Exercise materials:
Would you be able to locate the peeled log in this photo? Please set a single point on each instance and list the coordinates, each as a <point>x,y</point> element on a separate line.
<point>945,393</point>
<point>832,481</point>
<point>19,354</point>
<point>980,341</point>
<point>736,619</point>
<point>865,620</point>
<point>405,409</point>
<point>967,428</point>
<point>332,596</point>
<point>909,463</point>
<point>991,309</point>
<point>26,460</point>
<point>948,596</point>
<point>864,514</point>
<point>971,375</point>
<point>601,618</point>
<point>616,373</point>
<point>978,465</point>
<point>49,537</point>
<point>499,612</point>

About this task:
Give the complete listing again, exactly as it appears above.

Result below:
Would you be able to locate the peeled log in this photo? Please set a single point on each instance and list the coordinates, each as a <point>x,y</point> element on a separate line.
<point>945,393</point>
<point>832,481</point>
<point>19,354</point>
<point>980,341</point>
<point>736,619</point>
<point>865,620</point>
<point>405,409</point>
<point>967,428</point>
<point>332,596</point>
<point>909,463</point>
<point>991,309</point>
<point>26,460</point>
<point>948,596</point>
<point>864,514</point>
<point>971,375</point>
<point>601,618</point>
<point>616,373</point>
<point>978,465</point>
<point>49,537</point>
<point>499,612</point>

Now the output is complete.